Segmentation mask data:
------------------------------------

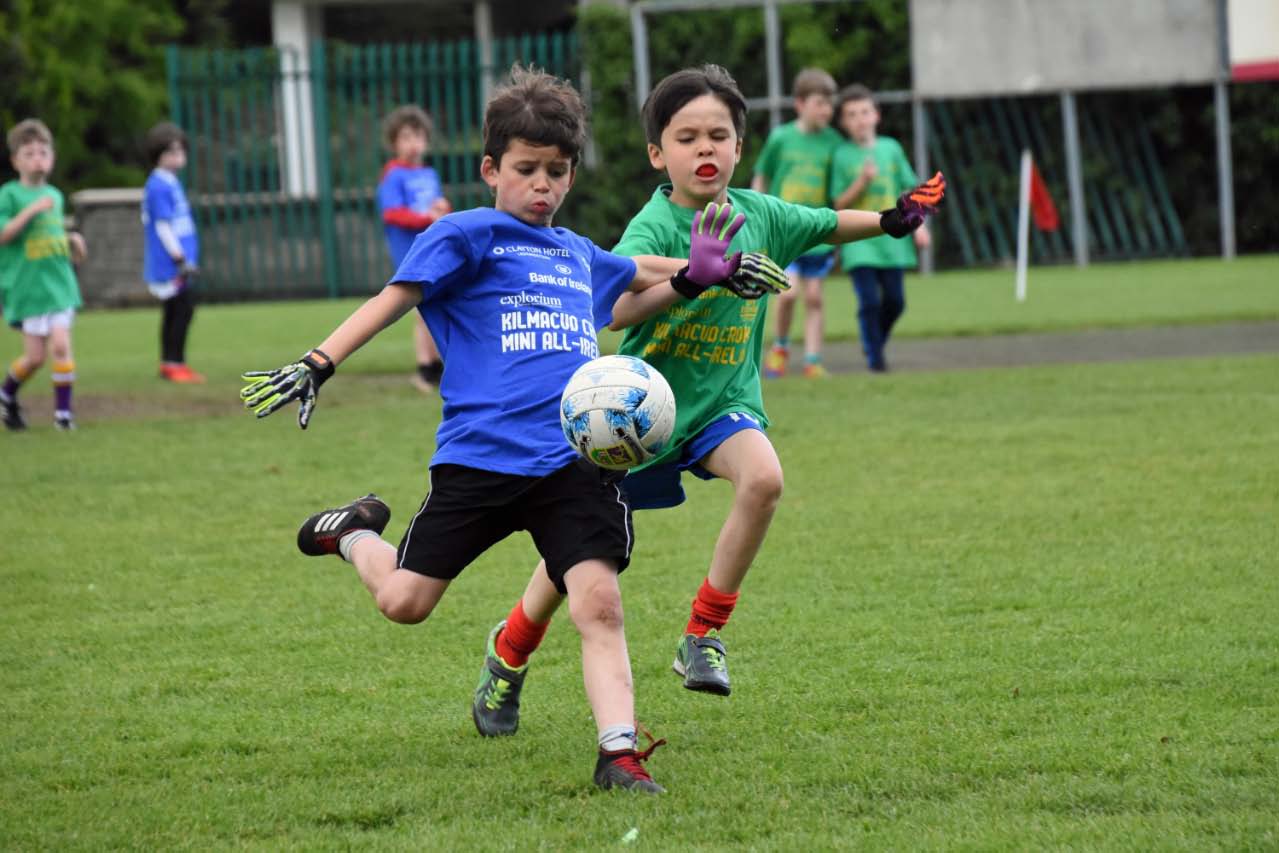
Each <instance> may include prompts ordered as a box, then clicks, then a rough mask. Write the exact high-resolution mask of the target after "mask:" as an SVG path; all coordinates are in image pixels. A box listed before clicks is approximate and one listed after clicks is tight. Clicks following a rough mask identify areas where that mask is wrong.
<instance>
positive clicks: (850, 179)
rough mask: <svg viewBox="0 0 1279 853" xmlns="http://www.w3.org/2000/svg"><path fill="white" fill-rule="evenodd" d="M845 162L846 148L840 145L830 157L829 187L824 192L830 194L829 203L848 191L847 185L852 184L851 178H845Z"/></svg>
mask: <svg viewBox="0 0 1279 853" xmlns="http://www.w3.org/2000/svg"><path fill="white" fill-rule="evenodd" d="M847 162H848V147H847V146H843V145H842V146H839V147H838V148H835V151H834V152H833V153H831V155H830V185H829V187H828V188H826V191H828V192H829V193H830V198H831V201H834V200H835V198H838V197H839V196H840V193H843V192H844V191H845V189H848V184H851V183H853V180H852V178H847V176H845V174H847V173H845V169H847V166H845V164H847Z"/></svg>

------------------------------------

▶ **EXERCISE BRIEF**: Every record above must be repeated exactly, with the pictures dropped.

▶ **RESULT OF THE TASK**:
Each <instance> may include prompts ordered as a box, then clicks, then a rough mask. Write the exact high-resolution mask of the target after "mask:" as an SVG path; all coordinates are in image pixels. A box listed before clicks is approximate and one listed after clicks is tight. Clicks following a rough mask identify areas where that mask is wrong.
<instance>
positive clicks: (850, 179)
rough mask: <svg viewBox="0 0 1279 853" xmlns="http://www.w3.org/2000/svg"><path fill="white" fill-rule="evenodd" d="M845 162L846 148L840 145L830 157L829 187L824 192L830 194L829 203L848 191L847 185L852 184L851 178H845Z"/></svg>
mask: <svg viewBox="0 0 1279 853" xmlns="http://www.w3.org/2000/svg"><path fill="white" fill-rule="evenodd" d="M847 162H848V147H847V146H843V145H842V146H839V147H838V148H835V151H834V152H833V153H831V155H830V185H829V187H828V188H826V191H828V192H829V193H830V198H831V201H834V200H835V198H838V197H839V196H840V193H843V192H844V191H845V189H848V184H851V183H853V180H852V178H847V176H845V174H847V173H845V169H847V166H845V164H847Z"/></svg>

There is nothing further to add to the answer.